Extremists for Love

“Love your enemies and pray for those who persecute you.” Thanks, Jesus. Like this is going to be easy. Can’t we hate just a few people? The really heinous ones? It would be so much easier.

 

Okay. Love your enemies. So a few questions arise about this:

  • How do we even do it—what does this kind of love look like?
  • Who are our role models?
  • What difference can it make—in ourselves, in our communities, and in the world?

 

If we start by looking at some role models, we may get some clues about how to go about loving our enemies.

 

There is, of course, the role model of Jesus. He set the bar high. He prays, even at the end, “Forgive them, for they know not what they do.” Forgive them—even as they are killing him. Yow. Can we say that he loves the scribes and Pharisees who keep trying to trip him up? Or Herod, who killed John the Baptist as a party favor? Does he love these people? Yes. It’s an extreme example, but yes. Even in his death, he keeps trying to show them a better way.

 

So Jesus is one role model. Kind of ancient, but still relevant. Another role model who comes readily to mind is the Rev. Dr. Martin Luther King, Jr. When King committed to the work of racial justice and nonviolent action, he was fully invested in Jesus’ creative, bold, loving, nonviolent example of showing a better way. And King paid the consequences. Ultimately he paid with his life, but all through his ministry he was vulnerable, attacked, and condemned. After events landed him in Birmingham jail, white religious leaders told him to wait, that this was not the right time, that he was pushing too fast and too hard for change and justice.

 

Here is part of his response to those white religious leaders in the famous “Letter from Birmingham Jail”:

 

I have tried to say that this normal and healthy discontent can be channelized through the creative outlet of nonviolent direct action. Now this approach is being dismissed as extremist. I must admit that I was initially disappointed in being so categorized.

 

But as I continue to think about the matter I gradually gained a bit of satisfaction from being considered an extremist. Was not Jesus an extremist in love—“Love your enemies, bless them that curse you, pray for them that despitefully use you.” Was not Amos an extremist for justice—“Let justice roll down like waters and righteousness like a mighty stream.” … So the question is not whether we will be extremist but what kind of extremist will we be. Will we be extremists for hate or will we be extremists for love? Will we be extremists for the preservation of injustice—or will we be extremists for the cause of justice? … Jesus Christ was an extremist for love, truth and goodness, and thereby rose above his environment. So, after all, maybe the South, the nation and the world are in dire need of creative extremists. [12-13] [“Letter from Birmingham Jail, http://okra.stanford.edu/transcription/document_images/undecided/630416-019.pdf.]

 

Like Jesus, King and everyone in the Civil Rights Movement were standing up against oppression, abuse, and hate. King hoped to lance the wound of racism in our society and let it heal. But over fifty years later we have another role model, Michelle Obama, still dealing with the exact same thing. Because when Barack Obama was elected president, a whole lot of white people felt like he had cut in line; he had gotten ahead of them. If we have a caste system in this country, as one writer has recently suggested, Barack Obama dared to rise above his caste. The Obamas had to deal with all kinds of hatred and racism being spewed at them. And you may know that their mantra was, “When they go low, we go high.” So Michelle Obama addressed this recently at the Democratic National Convention. She said,

 

Over the past four years, a lot of people have asked me, “When others are going so low, does going high still really work?” My answer: going high is the only thing that works, because when we go low, when we use those same tactics of degrading and dehumanizing others, we just become part of the ugly noise that’s drowning out everything else. We degrade ourselves. We degrade the very causes for which we fight.

**GIVEN EXERCISE A**
From the text "Extremists for Love," reproduce word for word the stretch from "Okay. Love your" through "loving our enemies.".
**GIVEN EXERCISE B**
Answer these questions using the text "Extremists for Love":
(i) Where had events landed King when white religious leaders told him to wait?
(ii) Which figure does King's letter call an extremist for justice?
(iii) What was the mantra of the Obamas?

**RAW RECORDS**
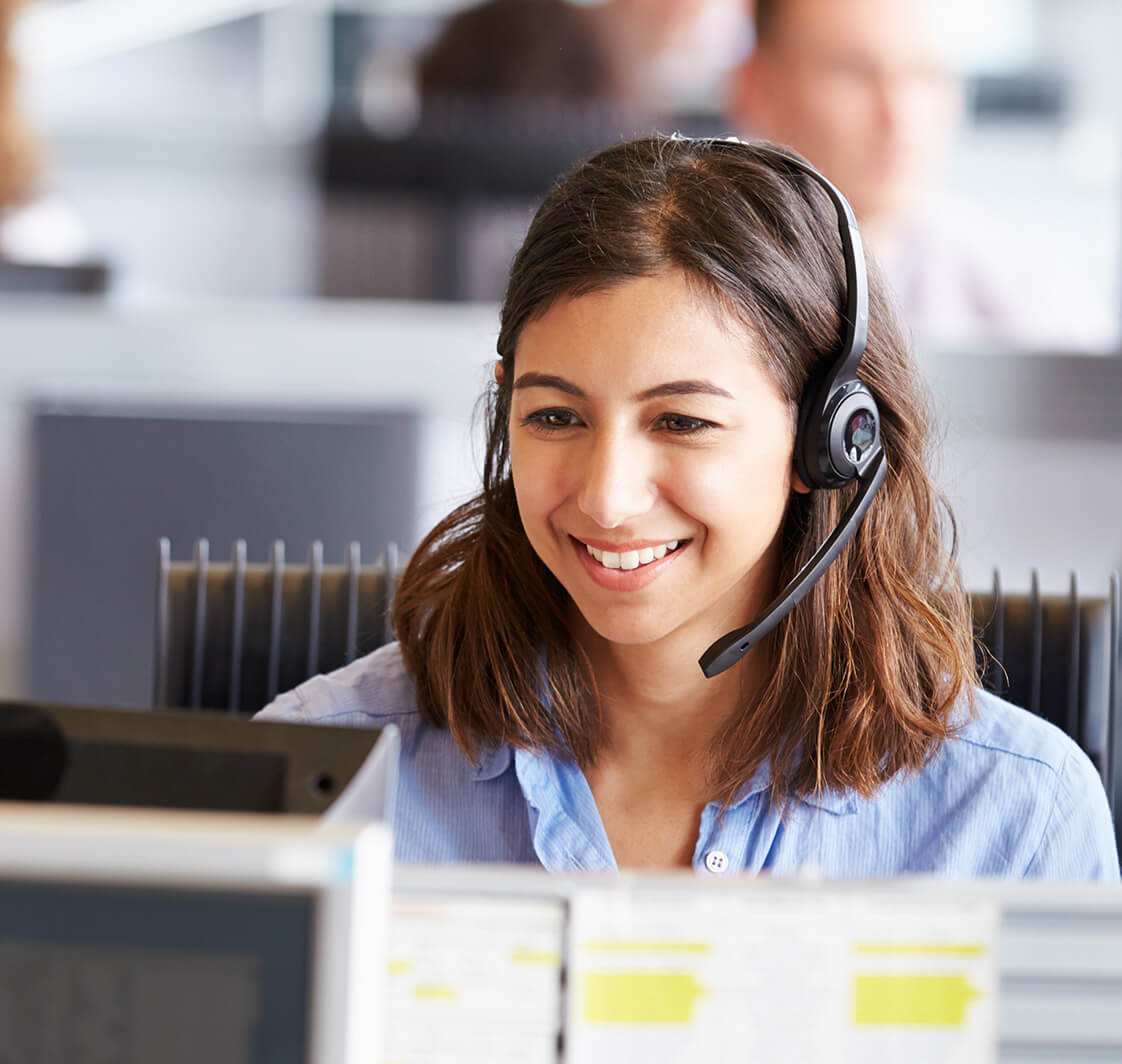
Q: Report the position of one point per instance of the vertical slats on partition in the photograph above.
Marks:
(276, 617)
(998, 636)
(1075, 725)
(163, 622)
(1036, 614)
(314, 587)
(237, 625)
(199, 633)
(353, 563)
(392, 563)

**EXERCISE RESULT A**
Okay. Love your enemies. So a few questions arise about this:

  • How do we even do it—what does this kind of love look like?
  • Who are our role models?
  • What difference can it make—in ourselves, in our communities, and in the world?

 

If we start by looking at some role models, we may get some clues about how to go about loving our enemies.

**EXERCISE RESULT B**
(i) Birmingham jail.
(ii) Amos.
(iii) "When they go low, we go high."